### Directions
The lines to be copied run from the one containing "task: outline the dirt ground" to the end of the material below; reproduce them exactly, including both ends, and nothing more.

======== Data for this exercise

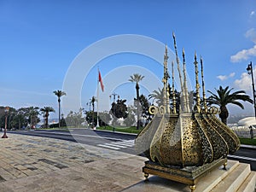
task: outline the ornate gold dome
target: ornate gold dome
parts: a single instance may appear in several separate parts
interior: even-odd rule
[[[186,82],[184,51],[183,78],[179,69],[175,36],[174,47],[177,55],[177,70],[182,88],[181,107],[176,109],[174,93],[174,75],[172,62],[172,109],[171,109],[168,90],[167,47],[164,57],[164,94],[163,105],[152,106],[149,112],[154,114],[151,122],[137,135],[135,143],[138,153],[143,152],[153,162],[162,166],[201,166],[216,160],[226,158],[239,148],[240,142],[236,135],[216,118],[219,110],[207,107],[206,102],[202,60],[201,79],[203,101],[199,94],[198,67],[195,55],[196,103],[194,109],[189,105],[189,92]]]

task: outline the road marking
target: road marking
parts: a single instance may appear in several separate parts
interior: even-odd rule
[[[231,155],[231,154],[228,154],[228,157],[236,158],[236,159],[239,159],[239,160],[251,160],[251,161],[256,162],[256,159],[251,158],[251,157],[241,157],[241,156],[236,156],[236,155]]]
[[[115,150],[120,149],[119,148],[114,148],[114,147],[111,147],[111,146],[108,146],[108,145],[106,145],[106,144],[97,144],[97,146],[103,147],[103,148],[109,148],[111,149],[115,149]]]
[[[124,143],[124,142],[114,142],[114,143],[118,143],[119,145],[124,145],[124,146],[127,146],[127,147],[133,147],[134,144],[131,144],[131,143]]]
[[[35,131],[35,132],[37,132],[37,131]],[[63,136],[79,136],[79,137],[85,137],[104,138],[104,139],[116,140],[116,141],[124,141],[123,139],[119,139],[119,138],[114,138],[114,137],[91,136],[91,135],[81,135],[81,134],[76,134],[76,133],[71,133],[71,132],[70,133],[62,133],[62,132],[54,132],[54,131],[49,132],[49,131],[38,131],[38,133],[56,134],[56,135],[63,135]],[[17,133],[14,133],[14,134],[17,134]]]
[[[97,144],[97,146],[119,150],[120,148],[132,148],[134,146],[134,140],[123,140],[122,142],[106,143],[104,144]]]
[[[113,146],[113,147],[117,147],[117,148],[126,148],[125,146],[121,146],[121,145],[119,145],[119,144],[115,144],[114,143],[104,143],[104,145],[110,145],[110,146]]]

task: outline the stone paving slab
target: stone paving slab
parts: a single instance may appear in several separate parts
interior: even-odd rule
[[[145,158],[67,141],[0,138],[0,191],[121,191],[143,180]]]

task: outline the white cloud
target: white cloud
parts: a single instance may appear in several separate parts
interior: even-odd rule
[[[230,74],[230,78],[233,78],[235,75],[236,75],[236,73],[233,72]]]
[[[254,46],[247,49],[242,49],[241,51],[238,51],[234,55],[231,55],[231,62],[240,62],[241,61],[247,61],[252,56],[256,56],[256,30],[254,28],[247,30],[245,33],[245,37],[253,41],[255,44]]]
[[[235,74],[236,74],[235,73],[231,73],[229,75],[218,75],[218,76],[217,76],[217,78],[218,79],[220,79],[221,81],[224,81],[224,80],[228,79],[229,78],[233,78],[235,76]]]
[[[250,14],[250,16],[253,16],[255,15],[255,11],[252,11],[251,14]]]
[[[245,33],[245,37],[256,44],[256,30],[254,28],[247,30]]]
[[[256,56],[256,45],[248,49],[242,49],[237,52],[236,55],[231,55],[231,62],[240,62],[241,61],[247,61],[251,56]]]
[[[255,74],[256,70],[253,69],[253,73]],[[254,77],[255,79],[255,77]],[[242,73],[239,79],[235,80],[234,84],[236,88],[243,90],[252,90],[252,78],[251,75],[247,73]]]
[[[218,76],[217,76],[217,78],[218,79],[220,79],[221,81],[224,81],[224,80],[228,79],[228,76],[226,76],[226,75],[218,75]]]

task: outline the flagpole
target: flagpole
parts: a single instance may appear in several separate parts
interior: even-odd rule
[[[99,73],[100,73],[100,70],[98,68],[98,79],[97,79],[97,125],[96,127],[100,127],[99,125],[99,83],[100,83],[100,79],[99,79]]]

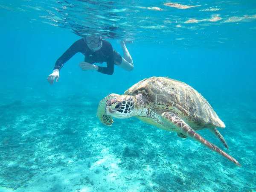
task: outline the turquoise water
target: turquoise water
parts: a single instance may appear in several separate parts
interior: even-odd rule
[[[168,2],[0,1],[0,191],[256,190],[256,4]],[[49,84],[56,60],[92,30],[120,53],[117,40],[132,41],[134,70],[83,71],[77,54]],[[198,132],[241,167],[135,117],[99,122],[99,101],[153,76],[208,101],[229,149]]]

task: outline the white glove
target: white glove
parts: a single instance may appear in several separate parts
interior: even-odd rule
[[[59,78],[59,70],[58,69],[56,69],[53,70],[52,73],[48,76],[47,80],[50,84],[53,84],[54,80],[56,79],[56,81],[58,82]]]

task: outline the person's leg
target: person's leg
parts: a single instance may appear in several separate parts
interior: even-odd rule
[[[133,65],[133,61],[132,61],[132,58],[131,58],[131,57],[130,55],[129,51],[128,51],[128,49],[126,48],[126,46],[125,46],[125,43],[122,41],[120,41],[120,44],[121,44],[122,48],[123,50],[123,53],[124,54],[124,58],[129,63],[131,63]]]
[[[123,69],[128,71],[131,71],[133,70],[133,61],[131,58],[131,57],[126,48],[126,46],[125,44],[123,41],[120,41],[120,44],[122,46],[122,48],[123,50],[124,54],[124,58],[122,56],[115,51],[116,54],[116,64],[122,68]]]

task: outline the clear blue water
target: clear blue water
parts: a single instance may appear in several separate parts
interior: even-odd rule
[[[256,4],[166,3],[0,0],[0,191],[256,190]],[[120,53],[117,40],[133,41],[134,70],[82,71],[78,54],[49,84],[57,59],[92,30]],[[204,96],[226,125],[229,149],[200,134],[241,167],[135,117],[100,123],[100,100],[153,76]]]

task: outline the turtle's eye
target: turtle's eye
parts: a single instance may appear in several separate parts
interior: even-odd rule
[[[116,102],[116,103],[112,105],[111,108],[113,110],[117,110],[120,109],[122,103],[121,102]]]

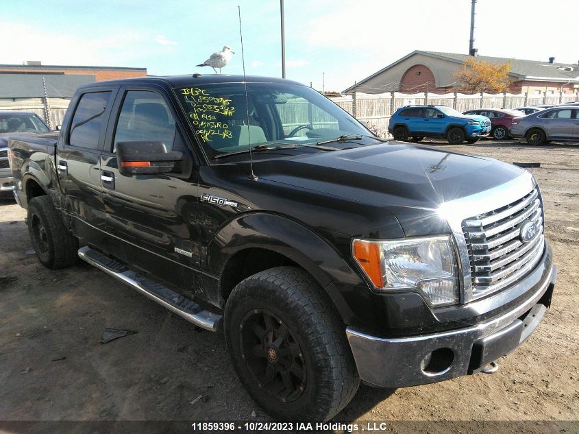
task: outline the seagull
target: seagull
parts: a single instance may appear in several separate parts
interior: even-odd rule
[[[215,68],[217,68],[219,70],[219,73],[221,73],[221,68],[225,67],[229,61],[231,60],[232,55],[235,54],[234,51],[232,51],[231,49],[225,45],[223,47],[223,49],[221,51],[215,51],[212,54],[207,60],[201,63],[201,64],[196,65],[197,67],[211,67],[213,68],[213,71],[215,71],[215,73],[217,73],[217,71],[215,71]]]

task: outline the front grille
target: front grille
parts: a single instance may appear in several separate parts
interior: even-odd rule
[[[521,226],[530,220],[537,225],[537,234],[523,243]],[[537,188],[506,206],[464,220],[463,232],[470,256],[472,299],[517,282],[532,269],[545,246]]]

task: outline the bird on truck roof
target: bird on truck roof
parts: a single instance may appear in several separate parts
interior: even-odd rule
[[[217,71],[215,70],[215,68],[219,70],[219,73],[221,73],[221,68],[225,67],[229,61],[231,60],[232,56],[235,54],[235,51],[232,51],[231,48],[229,47],[228,45],[225,45],[223,47],[223,49],[221,51],[215,51],[209,56],[209,58],[207,59],[205,62],[198,65],[195,65],[197,67],[211,67],[213,68],[213,71],[215,71],[215,73],[217,73]]]

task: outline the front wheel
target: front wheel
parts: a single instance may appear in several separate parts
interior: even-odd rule
[[[465,141],[465,132],[462,128],[451,128],[446,135],[446,139],[451,145],[460,145]]]
[[[504,127],[498,126],[493,130],[493,137],[497,140],[504,140],[508,135],[508,132]]]
[[[64,227],[50,197],[37,196],[30,200],[27,223],[32,247],[43,265],[56,269],[77,261],[78,239]]]
[[[529,131],[525,138],[527,139],[527,143],[529,145],[544,145],[547,139],[545,133],[537,128]]]
[[[277,419],[328,420],[358,390],[345,326],[303,270],[277,267],[239,283],[225,306],[225,333],[241,382]]]

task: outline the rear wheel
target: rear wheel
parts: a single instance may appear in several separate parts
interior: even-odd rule
[[[78,258],[78,239],[62,223],[48,196],[28,203],[28,233],[38,260],[48,268],[64,268]]]
[[[451,128],[446,135],[446,139],[451,145],[460,145],[465,141],[465,132],[462,128]]]
[[[328,420],[358,389],[345,326],[303,270],[277,267],[239,283],[225,333],[241,382],[278,419]]]
[[[408,130],[406,127],[396,127],[394,129],[394,138],[400,142],[408,141]]]
[[[508,135],[508,132],[506,130],[506,128],[500,125],[496,127],[493,130],[493,137],[497,140],[504,140],[507,138]]]
[[[534,128],[527,133],[525,138],[529,145],[544,145],[547,138],[542,130]]]

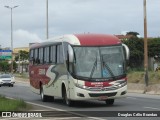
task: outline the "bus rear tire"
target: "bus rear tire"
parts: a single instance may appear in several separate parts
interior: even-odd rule
[[[73,101],[68,99],[67,92],[66,92],[65,88],[63,89],[63,100],[67,106],[69,106],[69,107],[73,106]]]
[[[46,95],[44,95],[44,90],[43,90],[43,86],[41,85],[41,88],[40,88],[40,95],[41,95],[41,100],[43,102],[47,102],[47,97]]]
[[[113,105],[114,104],[114,99],[108,99],[105,101],[107,105]]]

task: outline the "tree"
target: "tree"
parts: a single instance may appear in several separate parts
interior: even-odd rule
[[[160,57],[160,38],[148,39],[148,55]]]
[[[16,61],[19,61],[19,55],[20,55],[20,61],[28,60],[29,59],[29,52],[20,50],[19,54],[15,57]]]
[[[122,42],[126,44],[130,50],[129,66],[131,68],[141,68],[144,60],[143,39],[131,37],[129,40]]]
[[[0,71],[9,72],[10,64],[7,61],[0,61]]]

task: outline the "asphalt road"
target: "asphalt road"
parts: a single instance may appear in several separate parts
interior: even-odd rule
[[[33,93],[30,90],[30,86],[28,83],[21,83],[21,82],[17,82],[14,87],[7,87],[7,86],[0,87],[0,95],[5,95],[6,97],[11,97],[16,99],[23,99],[26,102],[40,106],[41,108],[43,108],[41,110],[49,110],[49,111],[65,110],[65,111],[70,111],[72,113],[78,113],[78,115],[83,116],[83,119],[89,119],[89,120],[91,119],[159,120],[160,119],[159,117],[122,117],[123,115],[133,116],[133,113],[136,113],[137,116],[141,116],[141,114],[147,112],[149,114],[151,114],[152,112],[158,112],[158,114],[160,114],[160,95],[128,93],[126,98],[116,99],[113,106],[107,106],[103,101],[81,101],[81,102],[76,102],[74,107],[68,107],[63,103],[62,99],[60,98],[55,98],[54,102],[41,102],[40,95]],[[113,116],[117,114],[118,115],[117,117],[110,117],[110,116],[108,117],[109,114],[113,114]],[[91,116],[91,117],[86,118],[86,116]],[[61,115],[59,117],[61,117]],[[75,118],[73,119],[78,120],[78,118],[76,118],[77,116],[74,117]]]

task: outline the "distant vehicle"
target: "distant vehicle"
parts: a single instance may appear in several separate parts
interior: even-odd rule
[[[2,85],[8,85],[13,87],[15,83],[15,78],[11,74],[0,74],[0,87]]]
[[[61,97],[68,106],[90,99],[112,105],[127,93],[128,59],[128,47],[113,35],[51,38],[30,47],[31,89],[42,101]]]

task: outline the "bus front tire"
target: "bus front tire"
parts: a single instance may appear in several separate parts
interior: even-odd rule
[[[108,99],[105,101],[107,105],[113,105],[114,104],[114,99]]]
[[[73,106],[73,101],[69,100],[67,97],[66,89],[63,89],[63,100],[67,106],[69,106],[69,107]]]

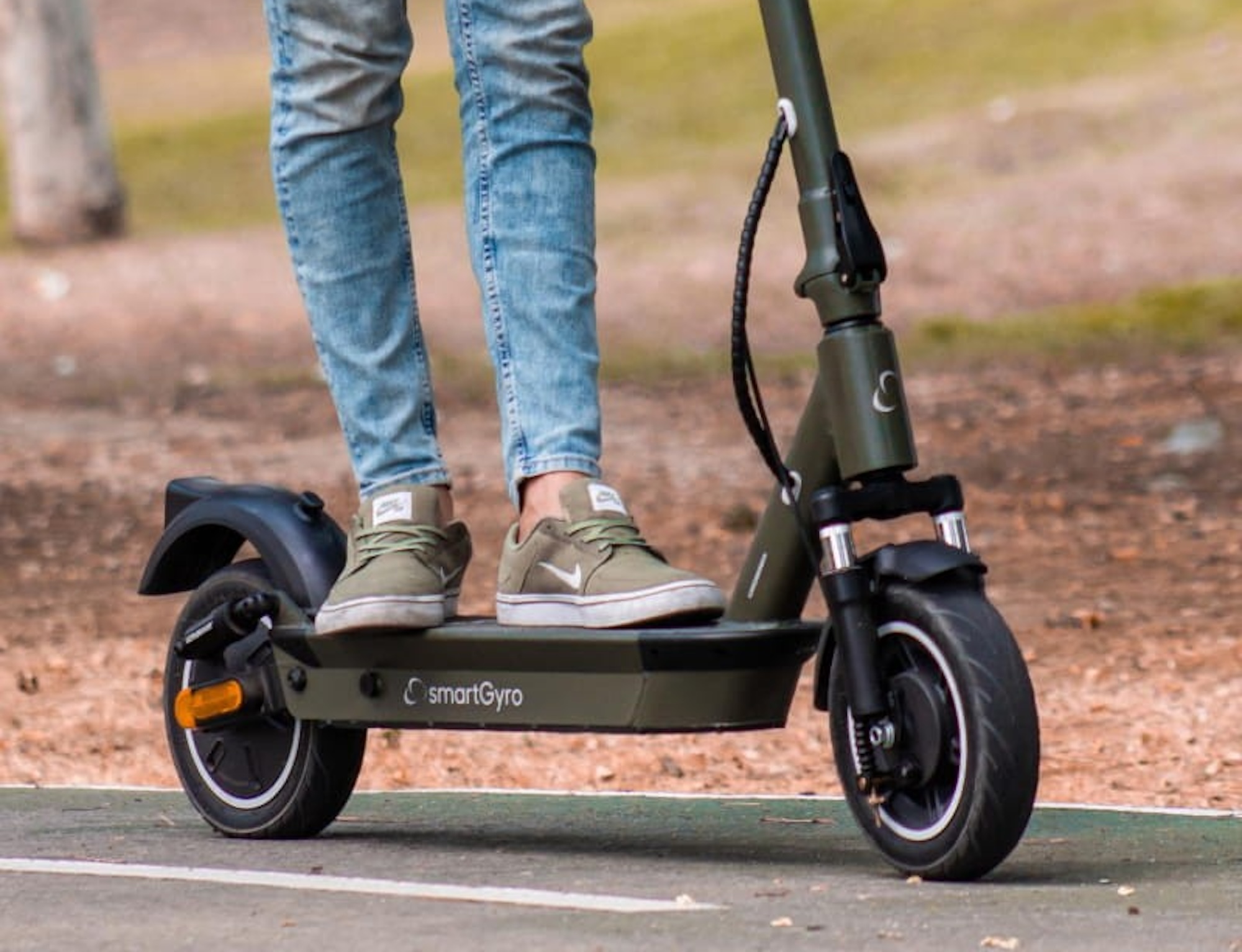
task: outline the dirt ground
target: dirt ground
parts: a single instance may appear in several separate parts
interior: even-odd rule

================

### Result below
task: outline the dirt ground
target: dirt ground
parts: a single instance may appear in several separate parts
interior: even-odd rule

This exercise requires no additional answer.